I think your summary glosses over the assumptions reflected in the article.
The clear assumption of most of those interviewed (except for one who is a
Christian), and it seems to me of the author of the article, is that belief
in God must be entirely explainable in terms of some evolutionary
mechanism. If a belief in something is entirely explainable by some
mechanism external to whether that thing really exists, it seems to me that
does bear direclty on whether one is warranted in believing the thing
actually exists. Explaining the origin of a belief raises very different
epistemological questions than explaining the physical development of a
physical system or structure.
On 3/7/07, PvM <pvm.pandas@gmail.com> wrote:
>
> The article does not discuss whether or not there was a purpose behind
> the evolution of faith. I hope that one realizes that a natural origin
> of faith is in no way contradictory with or supportive of the
> existence of a God(s). As to the nature of free will, that by itself
> is an interesting concept worth exploring.
>
> Methodological naturalism of course has its limits as it cannot and
> does not address whether or not the belief in a God reflects the
> absence or presence of such a God.

Provided information ::
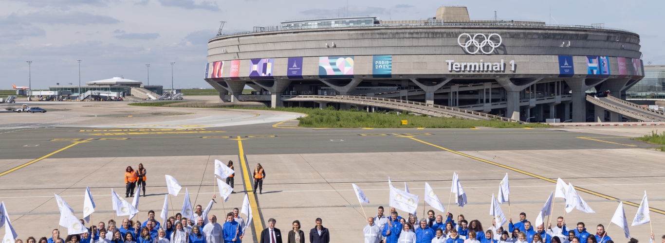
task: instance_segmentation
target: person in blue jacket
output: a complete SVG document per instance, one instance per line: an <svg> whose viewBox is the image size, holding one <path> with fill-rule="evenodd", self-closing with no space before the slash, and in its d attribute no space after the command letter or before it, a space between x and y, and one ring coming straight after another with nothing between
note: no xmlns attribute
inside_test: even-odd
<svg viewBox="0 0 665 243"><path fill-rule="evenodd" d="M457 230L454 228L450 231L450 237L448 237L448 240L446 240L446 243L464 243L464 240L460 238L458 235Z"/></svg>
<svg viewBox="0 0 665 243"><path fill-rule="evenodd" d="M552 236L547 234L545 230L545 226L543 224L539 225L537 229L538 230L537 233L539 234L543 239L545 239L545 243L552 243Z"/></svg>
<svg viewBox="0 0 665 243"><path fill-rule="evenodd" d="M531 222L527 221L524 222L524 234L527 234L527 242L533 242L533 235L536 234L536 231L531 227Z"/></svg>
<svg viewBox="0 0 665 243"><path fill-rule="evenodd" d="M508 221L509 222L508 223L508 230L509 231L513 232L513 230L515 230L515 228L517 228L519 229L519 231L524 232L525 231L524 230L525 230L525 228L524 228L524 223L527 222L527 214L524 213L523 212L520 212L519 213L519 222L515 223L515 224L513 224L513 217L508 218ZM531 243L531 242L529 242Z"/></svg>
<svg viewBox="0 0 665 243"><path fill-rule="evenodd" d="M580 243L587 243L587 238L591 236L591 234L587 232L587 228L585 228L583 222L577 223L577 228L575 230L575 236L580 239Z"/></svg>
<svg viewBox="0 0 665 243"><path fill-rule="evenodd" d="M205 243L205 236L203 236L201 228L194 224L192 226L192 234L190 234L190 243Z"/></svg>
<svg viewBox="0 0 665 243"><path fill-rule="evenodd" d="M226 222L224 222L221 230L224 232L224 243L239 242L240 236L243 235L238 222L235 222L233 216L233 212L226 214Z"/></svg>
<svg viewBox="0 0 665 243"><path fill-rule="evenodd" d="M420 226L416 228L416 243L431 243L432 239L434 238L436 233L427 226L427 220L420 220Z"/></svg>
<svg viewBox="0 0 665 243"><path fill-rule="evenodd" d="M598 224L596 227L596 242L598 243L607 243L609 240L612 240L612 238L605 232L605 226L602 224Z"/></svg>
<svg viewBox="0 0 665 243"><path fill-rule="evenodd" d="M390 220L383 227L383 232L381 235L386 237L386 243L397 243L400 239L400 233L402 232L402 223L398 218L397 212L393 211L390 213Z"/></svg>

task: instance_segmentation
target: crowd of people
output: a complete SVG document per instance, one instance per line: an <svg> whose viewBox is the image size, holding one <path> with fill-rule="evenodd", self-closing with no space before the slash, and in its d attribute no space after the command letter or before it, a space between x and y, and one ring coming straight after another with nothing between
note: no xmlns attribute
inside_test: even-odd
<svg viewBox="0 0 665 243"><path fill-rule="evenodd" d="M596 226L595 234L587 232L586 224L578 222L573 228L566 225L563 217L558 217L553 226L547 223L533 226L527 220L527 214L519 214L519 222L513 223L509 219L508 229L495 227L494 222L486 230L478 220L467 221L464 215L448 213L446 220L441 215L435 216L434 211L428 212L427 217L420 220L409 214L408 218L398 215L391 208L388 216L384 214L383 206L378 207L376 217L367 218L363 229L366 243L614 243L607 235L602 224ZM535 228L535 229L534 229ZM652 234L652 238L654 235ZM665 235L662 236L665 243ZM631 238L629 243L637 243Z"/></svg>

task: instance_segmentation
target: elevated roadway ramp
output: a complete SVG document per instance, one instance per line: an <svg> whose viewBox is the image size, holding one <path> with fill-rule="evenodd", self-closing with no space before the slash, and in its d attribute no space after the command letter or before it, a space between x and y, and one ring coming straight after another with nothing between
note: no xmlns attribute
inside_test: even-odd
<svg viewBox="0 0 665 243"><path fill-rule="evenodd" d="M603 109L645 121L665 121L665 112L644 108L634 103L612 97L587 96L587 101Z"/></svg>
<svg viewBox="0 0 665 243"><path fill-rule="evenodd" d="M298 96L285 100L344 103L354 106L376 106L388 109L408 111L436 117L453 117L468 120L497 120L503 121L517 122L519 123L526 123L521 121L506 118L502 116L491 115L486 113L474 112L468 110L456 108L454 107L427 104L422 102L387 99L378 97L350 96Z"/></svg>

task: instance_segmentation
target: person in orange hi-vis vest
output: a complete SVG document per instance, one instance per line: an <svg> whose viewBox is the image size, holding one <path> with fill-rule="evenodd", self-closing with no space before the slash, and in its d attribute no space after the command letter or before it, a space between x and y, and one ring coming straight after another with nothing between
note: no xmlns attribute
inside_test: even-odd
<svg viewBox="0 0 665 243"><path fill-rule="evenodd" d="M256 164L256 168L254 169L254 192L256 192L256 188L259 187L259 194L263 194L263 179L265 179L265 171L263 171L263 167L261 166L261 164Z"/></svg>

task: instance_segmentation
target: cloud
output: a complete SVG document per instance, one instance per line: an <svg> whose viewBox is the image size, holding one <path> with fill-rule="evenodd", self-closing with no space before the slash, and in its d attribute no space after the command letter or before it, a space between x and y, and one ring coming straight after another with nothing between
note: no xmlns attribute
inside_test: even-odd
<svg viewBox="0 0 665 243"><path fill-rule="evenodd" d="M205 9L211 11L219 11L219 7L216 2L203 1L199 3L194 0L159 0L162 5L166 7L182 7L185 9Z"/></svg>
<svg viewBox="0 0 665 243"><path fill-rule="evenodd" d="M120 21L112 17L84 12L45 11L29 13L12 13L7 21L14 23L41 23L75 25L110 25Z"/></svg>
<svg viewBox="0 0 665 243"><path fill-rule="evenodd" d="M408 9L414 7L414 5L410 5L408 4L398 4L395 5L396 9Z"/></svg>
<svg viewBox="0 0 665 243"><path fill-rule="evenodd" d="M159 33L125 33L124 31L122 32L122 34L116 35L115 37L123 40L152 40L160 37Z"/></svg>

Tasks for this exercise ::
1) Copy word for word the part of the message on the evolution of faith that runs from "On 3/7/07, PvM" to "concept worth exploring.".
2) Continue the message on the evolution of faith from the point where it stops.

Expected answers ::
1)
On 3/7/07, PvM <pvm.pandas@gmail.com> wrote:
>
> The article does not discuss whether or not there was a purpose behind
> the evolution of faith. I hope that one realizes that a natural origin
> of faith is in no way contradictory with or supportive of the
> existence of a God(s). As to the nature of free will, that by itself
> is an interesting concept worth exploring.

2)
>
> If a belief in God is indeed an innate tendency that evolved, I see
> little reason why this should conflict with the existence of a God.
>
> On 3/7/07, David Opderbeck <dopderbeck@gmail.com> wrote:
> > Interesting article. It raises for me questions about the limits of
> > methodological naturalism. For example, the article states the
> following:
> >
> >
> > What [scientists] disagree about is why a tendency to believe evolved,
> > whether it was because belief itself was adaptive or because it was just
> an
> > evolutionary byproduct, a mere consequence of some other adaptation in
> the
> > evolution of the human brain.
> >
> > Why are these the only two possibilities? Perhaps there is a tendency
> to
> > believe because there really is a God, with whom we really have an
> innate
> > spiritual connection, from whom we really are alienated, and who really
> has
> > broken into history to reveal himself to us and redeem us. The article
> > seems to present evolutionary explanations for a predisposition to
> believe
> > in God as ultimate explanations, without any possibility that such
> belief
> > actually relates to any external reality. (And the evolutionary
> > explanations it presents seem like the worst kinds of just-so stories).
> >
> > When I see an Aquafina bottle on my desk, I tend to believe there is
> water
> > available for refreshment. In some very broad way, I suppose, my
> perceptual
> > facilities and pattern recognition abilities reflect evolutionary
> pathways
> > that enabled my ancestors to find water and food. But I don't believe
> there
> > is water in the Aquafina bottle merely because of how those pathways
> > evolved. My belief that there's water in the bottle is connected to the
> > ontological reality that there really is water in the bottle. It seems
> > silly to me to try to explain my present belief that there is water in
> the
> > bottle by first assuming that there really is no water there.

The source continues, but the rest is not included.